Das Karpfenteichmuster gehörte zu den beliebtesten Dekoren der „Grünen Familie“ und wurde auf Dosen, Vasen, Teller und Platten übertragen, von denen sich glücklicherweise etliche Exemplare im Museum für Franken erhalten haben. Jedoch gaben sich die Maler nicht damit zufrieden, das importierte Porzellan zu imitieren, sondern schufen auch barocke Dekore, die ebenfalls zur „Grünen Familie“ gezählt werden. Ein Beispiel hierfür ist die kleine ovale Dose um 1730/40, die ein filigranes Bandelwerk mit Blüten, Blättern und expressiven Löwenköpfen schmückt. Das leuchtende Gelb bildet einen spannenden Kontrast zum kräftigen Rot, Grün und Blau.
Neben Objekten der „Grünen Familie“ gehören weitere nennenswerte Stücke aus Ansbach zum Würzburger Museumsbesitz wie zwei charmante Tulpenvasen aus dem zweiten Viertel des 18. Jahrhunderts. Die flachen Vasenkörper erheben sich über einem rechteckigen Fuß und imitieren die Form einer Glockenblume mit fünf fächerförmig angeordneten Tüllen. Vom weißen Grund hebt sich das feine blaue Petersilienmuster mit Streublumen und Punkten besonders gut ab. Auf den Tüllen befinden sich Knotenmotive, die mit ein wenig Fantasie an Insekten erinnern. Diese spezielle Vasenform wurde in den Niederlanden im 17. Jahrhundert entwickelt, um die damals sehr teuren Tulpen einzeln pro Tülle präsentieren zu können. Ein anderes spannendes Objekt ist die 88 Zentimeter hohe Riesendeckelvase von 1720, die 2017 als Kriegsschaden in einer Munitionskiste im Museumskeller in 47 Fragmenten entdeckt wurde und nach einer aufwändigen Restaurierung nun wieder zu sehen ist. Der oktogonale Körper weitet sich über einem schmalen Fuß beträchtlich und zeigt eine chinesische Landschaft mit Felsen und Serpentinenweg, der sich bis in den Deckel fortzieht. Die blaue Malerei wird von orangefarbenen, grünen und goldenen Akzenten aufgelockert. Interessanterweise wurde die Vase verkauft, bevor die Gesichter der Chinesen in kalter Lackmalerei ausgeführt wurden.
- - - -
**ARBEITSANWEISUNG**
Erkläre in ein bis drei Sätzen, warum die Tulpenvasen im Textauszug über die Sammlung des Museums für Franken mehrere einzelne Tüllen haben.

**GEGEBENES MATERIAL**
- - - -
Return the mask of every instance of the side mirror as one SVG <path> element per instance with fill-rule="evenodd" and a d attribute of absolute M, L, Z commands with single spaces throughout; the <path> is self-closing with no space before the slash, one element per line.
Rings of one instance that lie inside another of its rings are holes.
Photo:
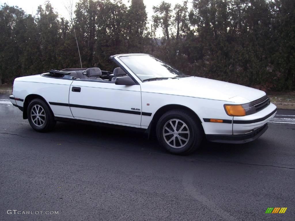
- - - -
**ENDGÜLTIGE ANTWORT**
Diese Vasenform wurde im 17. Jahrhundert in den Niederlanden entwickelt, um die damals sehr teuren Tulpen einzeln präsentieren zu können, jeweils eine Tulpe pro Tülle.